• _Study questions_:
**a)** Can you transcribe the stretch of the passage on AI analysis of IMID data from "The patterns and" through "chronic inflammation [7].", word for word?
**b)** Does the passage on AI analysis of IMID data support each of these statements? (i) All data repositories relevant to IMIDs are publicly accessible. (ii) Biomarkers can help in selecting a therapy for a particular type of patient. (iii) AI-based analysis has already contributed to developing novel drugs for chronic inflammation. Answer yes or no for each, and quote the deciding words.

• _Quoted passage_:
|---|

Many data repositories are publicly accessible and represent very valuable resources for analyses to facilitate the understanding and treatment of IMIDs.
The extreme size and complexity of the immunology- and IMID-related datasets require the use of sophisticated computational methods to extract useful information from them. Artificial intelligence (AI)-based strategies are particularly suited to this purpose since they have the power to mine and integrate large quantities of heterogeneous data to detect patterns that are otherwise not discernible and that correlate with disease occurrence and course, variations in tissue pathology and response to treatment.
These patterns and correlations can, in turn, be used as the basis for the development of novel clinical applications. For instance, they may point to specific changes in gene expression that can be used as biomarkers predictive of disease course, treatment response, or the occurrence of treatment-associated adverse events. Such biomarkers can help in choosing the most appropriate therapy for a particular type of patient.
The patterns and correlations may also identify potential targets for new drugs or suggest strategies to prevent disease exacerbation (e.g., by avoiding a specific dietary component that correlates with worsening of symptoms). AI-based analysis of datasets related to immune function and IMIDs has already proven successful in achieving some of these desirable outcomes, including the development of novel drugs for the treatment of chronic inflammation [7].

|---|

• _Material provided_:
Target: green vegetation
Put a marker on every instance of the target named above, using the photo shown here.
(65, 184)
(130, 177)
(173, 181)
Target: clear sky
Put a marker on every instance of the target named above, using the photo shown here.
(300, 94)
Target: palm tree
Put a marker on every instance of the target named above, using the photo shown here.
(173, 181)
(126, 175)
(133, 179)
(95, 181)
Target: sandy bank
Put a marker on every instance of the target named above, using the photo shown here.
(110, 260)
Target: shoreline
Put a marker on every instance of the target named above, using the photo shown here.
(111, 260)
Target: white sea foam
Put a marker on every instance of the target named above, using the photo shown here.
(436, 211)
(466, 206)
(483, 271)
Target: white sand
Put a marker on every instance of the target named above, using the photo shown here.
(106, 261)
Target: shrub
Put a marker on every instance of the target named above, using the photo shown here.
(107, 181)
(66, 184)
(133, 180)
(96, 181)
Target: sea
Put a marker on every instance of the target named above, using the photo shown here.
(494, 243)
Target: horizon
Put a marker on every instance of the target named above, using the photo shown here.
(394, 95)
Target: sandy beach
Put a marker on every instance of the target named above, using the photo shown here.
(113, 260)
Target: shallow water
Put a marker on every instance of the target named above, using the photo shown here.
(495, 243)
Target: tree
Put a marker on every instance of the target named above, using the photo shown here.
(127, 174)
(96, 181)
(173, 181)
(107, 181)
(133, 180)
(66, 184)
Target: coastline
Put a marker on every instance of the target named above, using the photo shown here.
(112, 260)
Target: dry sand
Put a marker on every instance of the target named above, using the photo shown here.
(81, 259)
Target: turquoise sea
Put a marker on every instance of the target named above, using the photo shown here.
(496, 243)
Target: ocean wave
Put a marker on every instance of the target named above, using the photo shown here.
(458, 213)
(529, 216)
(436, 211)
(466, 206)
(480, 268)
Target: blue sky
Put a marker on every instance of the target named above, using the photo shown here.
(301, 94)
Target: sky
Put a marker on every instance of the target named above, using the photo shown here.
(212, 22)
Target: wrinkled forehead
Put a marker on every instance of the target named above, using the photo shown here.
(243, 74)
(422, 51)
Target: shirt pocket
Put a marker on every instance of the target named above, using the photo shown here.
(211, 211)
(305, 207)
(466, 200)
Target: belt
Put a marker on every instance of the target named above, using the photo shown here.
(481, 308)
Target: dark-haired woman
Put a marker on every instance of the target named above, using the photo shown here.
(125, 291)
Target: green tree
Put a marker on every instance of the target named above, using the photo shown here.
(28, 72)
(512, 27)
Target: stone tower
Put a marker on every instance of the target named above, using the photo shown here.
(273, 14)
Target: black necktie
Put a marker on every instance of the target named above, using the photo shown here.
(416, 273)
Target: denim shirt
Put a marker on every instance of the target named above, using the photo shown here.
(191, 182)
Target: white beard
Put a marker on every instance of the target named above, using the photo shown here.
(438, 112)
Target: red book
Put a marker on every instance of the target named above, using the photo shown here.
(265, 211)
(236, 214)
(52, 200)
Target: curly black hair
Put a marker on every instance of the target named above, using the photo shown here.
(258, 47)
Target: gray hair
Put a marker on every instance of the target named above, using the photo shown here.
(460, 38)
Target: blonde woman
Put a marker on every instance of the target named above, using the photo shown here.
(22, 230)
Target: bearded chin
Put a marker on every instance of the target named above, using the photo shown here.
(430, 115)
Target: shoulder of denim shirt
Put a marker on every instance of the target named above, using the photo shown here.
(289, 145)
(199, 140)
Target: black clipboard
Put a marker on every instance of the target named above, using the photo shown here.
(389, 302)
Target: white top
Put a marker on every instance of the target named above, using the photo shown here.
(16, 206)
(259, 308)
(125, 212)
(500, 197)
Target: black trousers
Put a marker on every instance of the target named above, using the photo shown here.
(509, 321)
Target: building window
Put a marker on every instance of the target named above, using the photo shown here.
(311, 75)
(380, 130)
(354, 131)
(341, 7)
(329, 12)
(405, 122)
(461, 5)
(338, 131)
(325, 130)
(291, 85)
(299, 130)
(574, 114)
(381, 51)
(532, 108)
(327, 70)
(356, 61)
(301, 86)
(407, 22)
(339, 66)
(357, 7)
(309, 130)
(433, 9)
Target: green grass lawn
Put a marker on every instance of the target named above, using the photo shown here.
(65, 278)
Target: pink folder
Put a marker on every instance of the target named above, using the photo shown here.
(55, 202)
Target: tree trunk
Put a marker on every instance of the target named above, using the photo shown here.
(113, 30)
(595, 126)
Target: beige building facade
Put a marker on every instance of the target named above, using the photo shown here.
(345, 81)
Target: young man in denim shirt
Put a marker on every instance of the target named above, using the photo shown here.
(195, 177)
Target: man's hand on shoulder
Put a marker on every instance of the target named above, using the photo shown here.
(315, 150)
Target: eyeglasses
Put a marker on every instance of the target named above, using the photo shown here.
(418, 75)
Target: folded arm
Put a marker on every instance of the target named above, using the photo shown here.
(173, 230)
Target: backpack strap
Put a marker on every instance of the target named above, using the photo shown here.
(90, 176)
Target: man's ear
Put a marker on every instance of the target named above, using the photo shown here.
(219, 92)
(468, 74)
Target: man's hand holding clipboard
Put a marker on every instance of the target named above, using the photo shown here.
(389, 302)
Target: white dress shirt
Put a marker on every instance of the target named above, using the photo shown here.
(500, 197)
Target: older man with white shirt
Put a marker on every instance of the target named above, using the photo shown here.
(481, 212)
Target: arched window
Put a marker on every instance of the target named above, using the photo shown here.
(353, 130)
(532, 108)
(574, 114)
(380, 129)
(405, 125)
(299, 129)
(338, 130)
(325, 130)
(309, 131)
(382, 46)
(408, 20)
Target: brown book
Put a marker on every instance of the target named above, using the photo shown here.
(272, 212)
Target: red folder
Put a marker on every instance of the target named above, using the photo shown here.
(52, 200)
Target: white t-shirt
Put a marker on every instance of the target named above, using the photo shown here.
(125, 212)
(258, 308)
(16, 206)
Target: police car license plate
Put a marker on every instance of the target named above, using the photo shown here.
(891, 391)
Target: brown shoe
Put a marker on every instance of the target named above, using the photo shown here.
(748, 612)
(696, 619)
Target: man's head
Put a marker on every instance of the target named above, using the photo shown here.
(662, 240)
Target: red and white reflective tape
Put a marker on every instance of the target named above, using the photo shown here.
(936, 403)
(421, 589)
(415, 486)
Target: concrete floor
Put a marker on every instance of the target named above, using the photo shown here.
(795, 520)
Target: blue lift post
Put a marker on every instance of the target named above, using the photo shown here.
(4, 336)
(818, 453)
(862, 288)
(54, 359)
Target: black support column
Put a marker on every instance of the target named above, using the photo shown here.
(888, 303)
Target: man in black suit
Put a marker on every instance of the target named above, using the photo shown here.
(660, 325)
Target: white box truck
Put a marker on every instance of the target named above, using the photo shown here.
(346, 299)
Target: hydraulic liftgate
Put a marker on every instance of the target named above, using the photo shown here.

|---|

• _Exercise responses_:
**a)**
The patterns and correlations may also identify potential targets for new drugs or suggest strategies to prevent disease exacerbation (e.g., by avoiding a specific dietary component that correlates with worsening of symptoms). AI-based analysis of datasets related to immune function and IMIDs has already proven successful in achieving some of these desirable outcomes, including the development of novel drugs for the treatment of chronic inflammation [7].

**b)**
(i) No: "Many data repositories are publicly accessible"
(ii) Yes: "Such biomarkers can help in choosing the most appropriate therapy for a particular type of patient."
(iii) Yes: "including the development of novel drugs for the treatment of chronic inflammation"